■ **Text**:
- Opening Delimiter -
FIELD OF THE INVENTION

The present invention relates to optically driven microactuators, in which light is used to cause linear or angular mechanical or micromechanical motion.

BACKGROUND OF THE INVENTION

A large variety of actuators creating linear or angular movements are used in mechanical and micromechanical subsystems. Such actuators are based on mechanical, thermal, electrostatic, magnetic, hydraulic, pneumatic and piezoelectric movement principles. Novel actuator systems may include more than one movement or actuating principle. The actuators transfer mechanical, thermal, electrostatic, magnetic, hydraulic, pneumatic and piezoelectric energy into mechanical linear or angular movements. This movement, being proportional to the input signal, can be used to control various processes and to serve as an output of a control sub-system.

Fiber lasers, fiber optics for communications, and other systems for light delivery in medical, industrial and remote-sensing applications can handle high optical powers, namely, optical powers up to several watts in single fibers or waveguides. If these large specific intensities (power/unit area) are introduced into systems, and part or all of the optical power can be used as an energy source for actuation, a novel kind of actuator can be developed, i.e. light-operated optical actuators, in which the input energy to the actuator is light. This is the subject of the present invention. Light is transformed by the actuator into linear or angular movement, thus being useful as a direct optical actuator.

SUMMARY OF THE INVENTION

According to one embodiment of the present invention an optically driven actuator, such as a microactuator, is provided in which light is used to cause linear or angular mechanical or micromechanical motion.
- Closing Delimiter -
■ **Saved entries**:
- Opening Delimiter -
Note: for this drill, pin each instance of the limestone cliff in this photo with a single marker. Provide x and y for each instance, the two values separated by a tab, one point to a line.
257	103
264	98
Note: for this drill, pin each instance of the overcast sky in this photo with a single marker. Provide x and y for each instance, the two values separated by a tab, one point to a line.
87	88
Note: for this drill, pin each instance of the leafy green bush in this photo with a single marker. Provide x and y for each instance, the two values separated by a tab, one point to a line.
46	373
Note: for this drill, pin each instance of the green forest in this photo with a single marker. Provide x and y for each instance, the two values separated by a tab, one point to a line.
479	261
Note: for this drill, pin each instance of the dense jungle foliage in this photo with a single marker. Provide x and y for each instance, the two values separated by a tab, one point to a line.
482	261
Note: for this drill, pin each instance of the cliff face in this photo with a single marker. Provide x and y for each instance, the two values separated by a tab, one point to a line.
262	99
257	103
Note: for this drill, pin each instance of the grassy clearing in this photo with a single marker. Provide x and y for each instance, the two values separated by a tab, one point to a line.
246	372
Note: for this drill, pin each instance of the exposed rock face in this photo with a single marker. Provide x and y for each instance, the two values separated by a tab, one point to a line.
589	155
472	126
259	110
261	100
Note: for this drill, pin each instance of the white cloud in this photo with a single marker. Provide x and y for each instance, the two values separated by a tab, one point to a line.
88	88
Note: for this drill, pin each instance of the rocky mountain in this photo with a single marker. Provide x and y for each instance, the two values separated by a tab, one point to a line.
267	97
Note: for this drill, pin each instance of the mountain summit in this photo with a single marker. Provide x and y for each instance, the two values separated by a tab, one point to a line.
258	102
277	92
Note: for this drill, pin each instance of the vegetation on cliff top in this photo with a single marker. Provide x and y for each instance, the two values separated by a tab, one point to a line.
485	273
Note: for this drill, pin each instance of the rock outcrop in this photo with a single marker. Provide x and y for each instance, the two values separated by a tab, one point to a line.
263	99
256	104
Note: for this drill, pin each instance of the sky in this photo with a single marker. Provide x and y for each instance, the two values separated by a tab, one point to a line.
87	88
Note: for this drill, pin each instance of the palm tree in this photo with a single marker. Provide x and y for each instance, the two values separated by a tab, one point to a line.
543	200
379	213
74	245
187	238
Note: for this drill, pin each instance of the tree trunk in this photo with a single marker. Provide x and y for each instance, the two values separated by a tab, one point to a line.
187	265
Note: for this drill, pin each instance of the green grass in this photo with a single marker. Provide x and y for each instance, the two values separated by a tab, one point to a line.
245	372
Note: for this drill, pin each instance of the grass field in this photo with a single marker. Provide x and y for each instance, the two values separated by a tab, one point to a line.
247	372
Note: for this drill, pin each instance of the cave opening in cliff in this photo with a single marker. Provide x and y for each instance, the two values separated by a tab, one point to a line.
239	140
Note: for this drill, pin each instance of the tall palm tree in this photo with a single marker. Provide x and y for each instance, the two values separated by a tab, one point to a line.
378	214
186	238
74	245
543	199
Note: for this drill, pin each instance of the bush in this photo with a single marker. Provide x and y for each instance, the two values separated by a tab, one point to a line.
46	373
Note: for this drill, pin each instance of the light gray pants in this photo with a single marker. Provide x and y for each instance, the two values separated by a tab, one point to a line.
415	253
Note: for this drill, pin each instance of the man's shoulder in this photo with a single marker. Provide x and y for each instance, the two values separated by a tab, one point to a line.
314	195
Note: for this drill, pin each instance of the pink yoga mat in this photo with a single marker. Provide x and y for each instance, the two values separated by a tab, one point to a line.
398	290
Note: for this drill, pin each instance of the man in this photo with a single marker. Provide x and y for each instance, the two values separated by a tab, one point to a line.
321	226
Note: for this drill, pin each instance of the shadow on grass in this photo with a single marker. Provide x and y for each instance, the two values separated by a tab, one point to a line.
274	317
- Closing Delimiter -
- Opening Delimiter -
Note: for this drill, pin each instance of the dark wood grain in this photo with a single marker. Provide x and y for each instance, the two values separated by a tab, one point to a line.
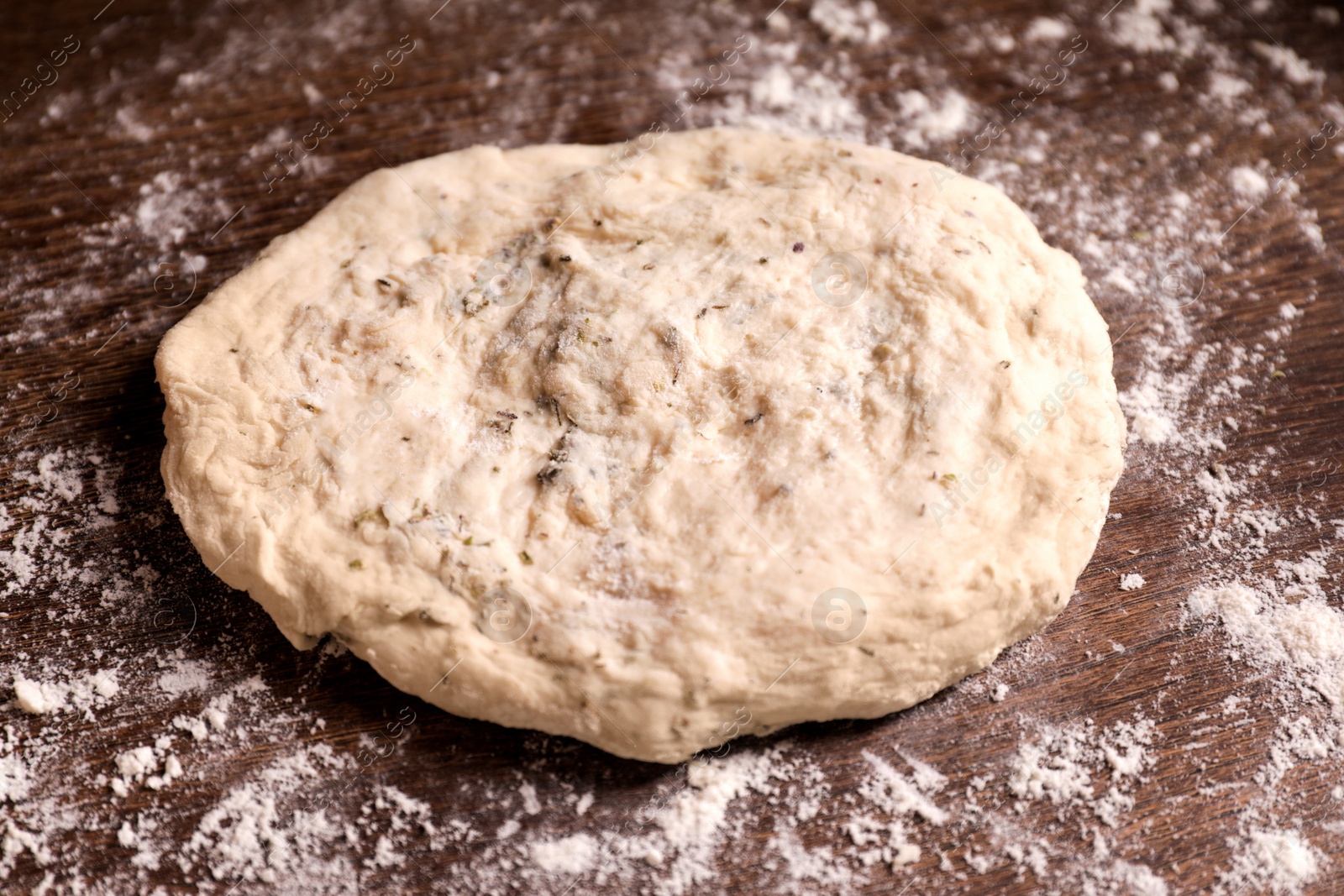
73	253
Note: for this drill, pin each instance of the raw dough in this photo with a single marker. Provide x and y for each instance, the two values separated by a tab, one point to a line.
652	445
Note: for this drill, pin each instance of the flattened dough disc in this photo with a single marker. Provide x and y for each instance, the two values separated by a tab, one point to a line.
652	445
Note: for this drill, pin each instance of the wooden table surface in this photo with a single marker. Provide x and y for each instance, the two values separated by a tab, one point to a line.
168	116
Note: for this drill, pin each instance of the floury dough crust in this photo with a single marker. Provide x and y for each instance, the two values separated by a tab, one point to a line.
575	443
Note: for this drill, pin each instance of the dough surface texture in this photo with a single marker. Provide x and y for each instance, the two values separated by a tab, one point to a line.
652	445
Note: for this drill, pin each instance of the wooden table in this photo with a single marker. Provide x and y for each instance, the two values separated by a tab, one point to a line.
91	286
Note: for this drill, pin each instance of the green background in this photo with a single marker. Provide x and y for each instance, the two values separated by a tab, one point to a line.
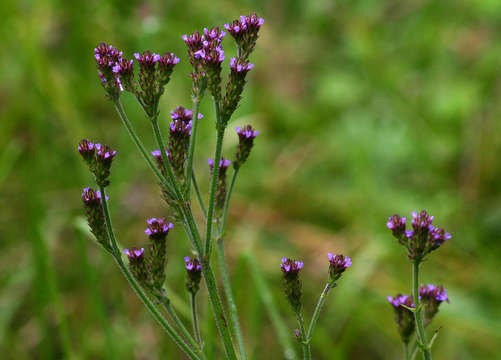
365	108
- Closing Delimiter -
- Opening Delimiter -
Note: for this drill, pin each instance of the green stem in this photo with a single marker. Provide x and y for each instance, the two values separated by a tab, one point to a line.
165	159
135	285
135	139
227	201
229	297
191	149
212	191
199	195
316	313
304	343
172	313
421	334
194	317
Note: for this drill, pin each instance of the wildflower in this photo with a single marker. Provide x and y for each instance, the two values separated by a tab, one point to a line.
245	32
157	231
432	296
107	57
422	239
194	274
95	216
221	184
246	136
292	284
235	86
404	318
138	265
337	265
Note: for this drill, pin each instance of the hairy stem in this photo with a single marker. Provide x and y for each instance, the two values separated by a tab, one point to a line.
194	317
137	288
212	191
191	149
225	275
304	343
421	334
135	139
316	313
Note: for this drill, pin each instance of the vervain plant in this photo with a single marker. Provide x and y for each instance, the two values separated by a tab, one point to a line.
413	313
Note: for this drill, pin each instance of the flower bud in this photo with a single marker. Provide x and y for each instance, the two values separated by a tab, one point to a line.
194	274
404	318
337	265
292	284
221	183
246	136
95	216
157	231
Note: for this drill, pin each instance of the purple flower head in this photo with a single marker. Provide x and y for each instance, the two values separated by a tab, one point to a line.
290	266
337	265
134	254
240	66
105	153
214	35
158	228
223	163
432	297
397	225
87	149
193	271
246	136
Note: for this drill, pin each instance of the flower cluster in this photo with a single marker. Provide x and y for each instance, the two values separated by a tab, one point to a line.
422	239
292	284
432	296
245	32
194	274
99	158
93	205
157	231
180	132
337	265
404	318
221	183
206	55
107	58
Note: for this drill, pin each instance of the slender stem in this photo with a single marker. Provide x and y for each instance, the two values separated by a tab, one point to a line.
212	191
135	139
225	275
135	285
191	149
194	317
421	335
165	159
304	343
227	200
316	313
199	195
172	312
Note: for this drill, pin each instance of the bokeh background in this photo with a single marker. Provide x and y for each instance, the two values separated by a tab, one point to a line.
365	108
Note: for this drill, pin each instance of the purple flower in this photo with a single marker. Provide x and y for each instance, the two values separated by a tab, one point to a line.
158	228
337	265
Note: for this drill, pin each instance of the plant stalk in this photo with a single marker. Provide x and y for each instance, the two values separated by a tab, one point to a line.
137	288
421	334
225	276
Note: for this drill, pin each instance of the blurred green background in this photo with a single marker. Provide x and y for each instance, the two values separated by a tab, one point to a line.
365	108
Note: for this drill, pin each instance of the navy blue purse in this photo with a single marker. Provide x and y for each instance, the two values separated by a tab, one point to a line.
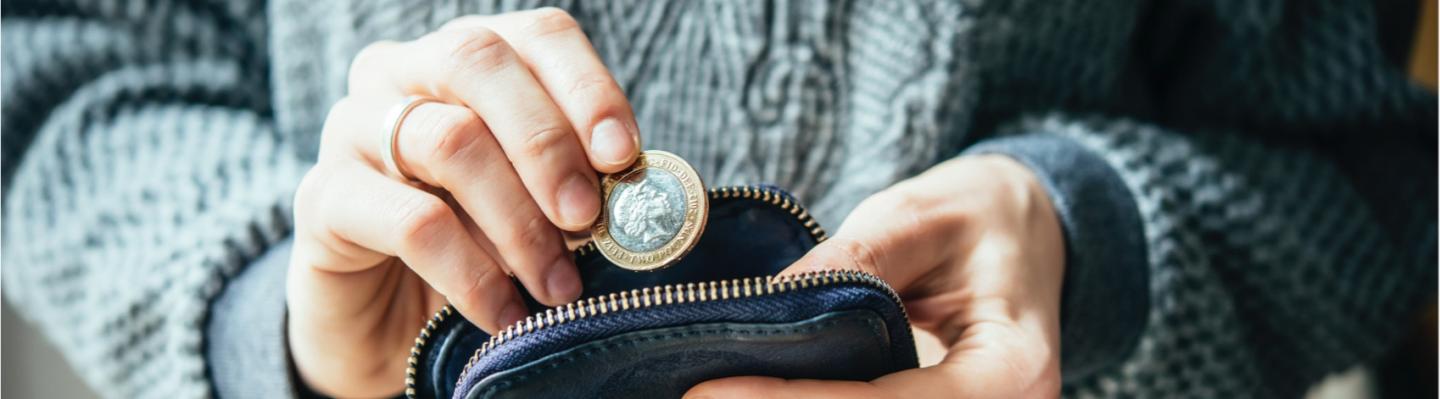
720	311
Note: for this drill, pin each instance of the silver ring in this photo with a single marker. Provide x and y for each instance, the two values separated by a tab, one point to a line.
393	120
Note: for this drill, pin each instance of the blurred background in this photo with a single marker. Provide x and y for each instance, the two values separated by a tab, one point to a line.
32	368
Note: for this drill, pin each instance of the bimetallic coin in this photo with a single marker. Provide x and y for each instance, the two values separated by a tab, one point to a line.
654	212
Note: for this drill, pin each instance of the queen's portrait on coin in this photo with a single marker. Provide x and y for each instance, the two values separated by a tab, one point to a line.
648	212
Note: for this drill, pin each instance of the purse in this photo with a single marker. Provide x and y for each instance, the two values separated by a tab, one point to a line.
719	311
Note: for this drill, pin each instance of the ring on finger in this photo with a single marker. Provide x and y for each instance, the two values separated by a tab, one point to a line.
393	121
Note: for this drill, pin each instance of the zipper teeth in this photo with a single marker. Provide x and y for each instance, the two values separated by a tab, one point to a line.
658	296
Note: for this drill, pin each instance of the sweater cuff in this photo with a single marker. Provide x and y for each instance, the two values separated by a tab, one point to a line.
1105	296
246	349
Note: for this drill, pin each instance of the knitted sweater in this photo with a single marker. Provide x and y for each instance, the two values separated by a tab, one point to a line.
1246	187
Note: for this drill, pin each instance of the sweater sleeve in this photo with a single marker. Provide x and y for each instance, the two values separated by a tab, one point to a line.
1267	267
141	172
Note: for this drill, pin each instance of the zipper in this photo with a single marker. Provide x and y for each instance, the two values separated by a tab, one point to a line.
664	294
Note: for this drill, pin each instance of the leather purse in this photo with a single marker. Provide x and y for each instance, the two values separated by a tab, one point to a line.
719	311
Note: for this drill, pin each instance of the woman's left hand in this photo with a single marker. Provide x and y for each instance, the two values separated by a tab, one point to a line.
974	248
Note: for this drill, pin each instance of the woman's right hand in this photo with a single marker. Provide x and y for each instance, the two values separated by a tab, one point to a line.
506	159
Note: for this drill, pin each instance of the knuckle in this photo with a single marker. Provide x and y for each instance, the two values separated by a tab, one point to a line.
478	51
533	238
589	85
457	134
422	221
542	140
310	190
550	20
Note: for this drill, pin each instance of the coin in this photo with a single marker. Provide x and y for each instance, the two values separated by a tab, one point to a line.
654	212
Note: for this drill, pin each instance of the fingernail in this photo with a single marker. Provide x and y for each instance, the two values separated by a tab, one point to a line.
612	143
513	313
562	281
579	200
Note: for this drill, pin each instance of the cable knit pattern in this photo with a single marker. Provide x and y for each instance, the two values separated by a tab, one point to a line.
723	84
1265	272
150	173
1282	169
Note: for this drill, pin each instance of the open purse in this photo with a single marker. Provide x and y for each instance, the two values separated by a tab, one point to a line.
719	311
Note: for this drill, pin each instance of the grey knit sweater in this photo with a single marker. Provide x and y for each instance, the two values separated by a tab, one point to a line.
- Closing Delimiter -
■ **To do**:
a. Answer these from the microactuator text:
(i) What kind of motion does light cause in the invention?
(ii) Up to what optical power can single fibers or waveguides handle?
(iii) What is the input energy to a light-operated optical actuator?
b. Echo the microactuator text, everything from "FIELD OF THE" down to "a control sub-system.".
The listing is separate material, unrelated to the microactuator text.

■ **Activity answers**:
a.
(i) Linear or angular mechanical or micromechanical motion.
(ii) Up to several watts.
(iii) Light.

b.
FIELD OF THE INVENTION

The present invention relates to optically driven microactuators, in which light is used to cause linear or angular mechanical or micromechanical motion.

BACKGROUND OF THE INVENTION

A large variety of actuators creating linear or angular movements are used in mechanical and micromechanical subsystems. Such actuators are based on mechanical, thermal, electrostatic, magnetic, hydraulic, pneumatic and piezoelectric movement principles. Novel actuator systems may include more than one movement or actuating principle. The actuators transfer mechanical, thermal, electrostatic, magnetic, hydraulic, pneumatic and piezoelectric energy into mechanical linear or angular movements. This movement, being proportional to the input signal, can be used to control various processes and to serve as an output of a control sub-system.